- **WORK TO BE COMPLETED**: All the entries need to be quoted exactly, apart from the pictures, which you should drop.

▽

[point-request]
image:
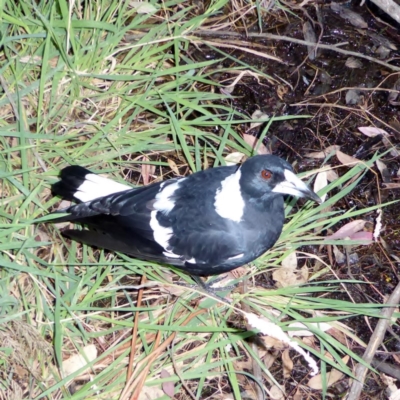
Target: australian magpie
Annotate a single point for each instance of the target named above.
(204, 224)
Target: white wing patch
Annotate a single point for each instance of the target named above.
(164, 203)
(229, 202)
(96, 186)
(161, 234)
(164, 198)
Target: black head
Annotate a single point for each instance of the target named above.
(266, 174)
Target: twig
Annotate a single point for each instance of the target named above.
(374, 343)
(389, 7)
(272, 36)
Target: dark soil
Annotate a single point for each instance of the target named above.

△

- **YOUR SOLUTION**:
[point-request]
image:
Target: australian magpie
Annotate a single point for each instance of the target named above.
(204, 224)
Target: white wing patch
Annotate a single point for each instance of the target named above.
(164, 203)
(229, 202)
(96, 186)
(161, 234)
(164, 198)
Target: black head
Annotate a single point for each instance of the target named above.
(266, 174)
Target: twig
Annotate a single point for each instance of the target named above.
(374, 343)
(389, 7)
(272, 36)
Target: dark soil
Annotate a single point for each instance of the target named above.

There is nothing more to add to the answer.